● Selected extract:
Hi team,
So I have a client. They have engaged a third party to produce and fullfill merchandise on their behalf. In this arrangement, the 3rd party does all the work and takes 20% of the net profit. The 80% remainder is for the client who invoices for this amount to the 3rd party when the figures are provided.
Here's the fun bit.
The 3rd party are meant to supply the remittances of all sales, cost and profit on the first of the following month. This also includes the profit split where the client can invoice the remaining 80%. The 3rd party has not been supplying the remittances needed to raise the invoices for months at a time, ignoring requests from the client. Once the invoices are raised, even though they are late, they enforce 30 day payment terms as per the contract, and even then, they pay late.
Now, everything after the invoice has been issued, sits with credit control and is all fine in terms of process. However, where do we stand with the delay to provide the information required to raise the invoice?
What has happened is the 3rd party has played this game and effectively have given themselves a 6 month payment term...

● Named-object pointing records:
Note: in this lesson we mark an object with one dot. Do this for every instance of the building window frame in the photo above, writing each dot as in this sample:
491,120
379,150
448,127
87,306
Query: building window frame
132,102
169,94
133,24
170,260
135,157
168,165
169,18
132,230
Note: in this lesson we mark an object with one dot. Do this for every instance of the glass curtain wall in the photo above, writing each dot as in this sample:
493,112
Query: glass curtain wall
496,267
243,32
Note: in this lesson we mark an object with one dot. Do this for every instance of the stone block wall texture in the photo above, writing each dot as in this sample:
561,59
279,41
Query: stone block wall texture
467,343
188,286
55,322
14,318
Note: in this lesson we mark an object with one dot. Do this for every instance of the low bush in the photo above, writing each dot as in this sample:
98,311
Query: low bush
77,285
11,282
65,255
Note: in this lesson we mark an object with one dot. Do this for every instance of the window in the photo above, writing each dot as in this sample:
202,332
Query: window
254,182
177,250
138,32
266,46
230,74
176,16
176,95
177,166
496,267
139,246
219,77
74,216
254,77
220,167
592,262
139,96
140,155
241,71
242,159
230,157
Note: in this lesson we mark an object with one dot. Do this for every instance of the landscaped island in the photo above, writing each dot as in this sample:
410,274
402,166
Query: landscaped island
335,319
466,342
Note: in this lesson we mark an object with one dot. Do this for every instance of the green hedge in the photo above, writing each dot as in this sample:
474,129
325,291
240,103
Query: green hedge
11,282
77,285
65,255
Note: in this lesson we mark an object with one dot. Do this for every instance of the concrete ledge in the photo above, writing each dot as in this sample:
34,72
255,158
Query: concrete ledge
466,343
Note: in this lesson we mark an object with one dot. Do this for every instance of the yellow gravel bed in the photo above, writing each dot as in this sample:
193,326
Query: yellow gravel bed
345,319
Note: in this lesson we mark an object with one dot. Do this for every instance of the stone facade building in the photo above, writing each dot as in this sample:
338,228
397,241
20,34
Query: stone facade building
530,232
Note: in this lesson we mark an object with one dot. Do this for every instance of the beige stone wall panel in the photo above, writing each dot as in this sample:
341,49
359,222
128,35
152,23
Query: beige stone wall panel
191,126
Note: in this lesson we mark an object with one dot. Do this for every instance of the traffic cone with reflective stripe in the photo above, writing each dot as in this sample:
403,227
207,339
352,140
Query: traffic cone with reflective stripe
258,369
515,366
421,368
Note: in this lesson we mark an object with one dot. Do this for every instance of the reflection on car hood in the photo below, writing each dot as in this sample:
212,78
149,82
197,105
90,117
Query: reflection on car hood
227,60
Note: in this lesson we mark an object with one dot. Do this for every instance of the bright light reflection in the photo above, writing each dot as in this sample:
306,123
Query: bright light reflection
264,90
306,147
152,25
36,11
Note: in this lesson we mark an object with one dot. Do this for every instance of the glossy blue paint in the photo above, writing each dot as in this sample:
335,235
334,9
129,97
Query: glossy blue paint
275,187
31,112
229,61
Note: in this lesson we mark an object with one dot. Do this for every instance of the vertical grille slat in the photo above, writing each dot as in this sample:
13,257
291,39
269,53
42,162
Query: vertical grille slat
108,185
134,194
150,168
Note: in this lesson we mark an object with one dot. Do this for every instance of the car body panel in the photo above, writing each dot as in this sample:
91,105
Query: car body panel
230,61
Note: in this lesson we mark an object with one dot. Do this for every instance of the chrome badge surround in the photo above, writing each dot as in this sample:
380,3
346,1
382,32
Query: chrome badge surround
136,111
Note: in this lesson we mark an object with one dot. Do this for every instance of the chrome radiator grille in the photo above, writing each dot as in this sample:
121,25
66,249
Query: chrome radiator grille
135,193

● Aim: Continue the post about the third party's late sales remittances, picking up after its final sentence.

● Reply:
When the remittance is 3 months late, they still insist on the 30 day payment terms for the most recent invoice.
Is there anything that can be done in these situations? I understand playing the cashflow game, but this is excessive. Is there any avenue with regards to ethics/professional standards as this is being driven by a qualified accountant.
Also, in terms of accounting, the sales were made in the in previous financial year, there is no accrual as the sales volume wasn't known, the invoice was raised in this financial year, is there any consideration needed. There is no transaction cost available to the client in the last financial year, so under IFRS 15 we can't recognise the revenue. Is that correct? Even though these numbers would have been known by the 3rd party.
Thanks!
Replies (16)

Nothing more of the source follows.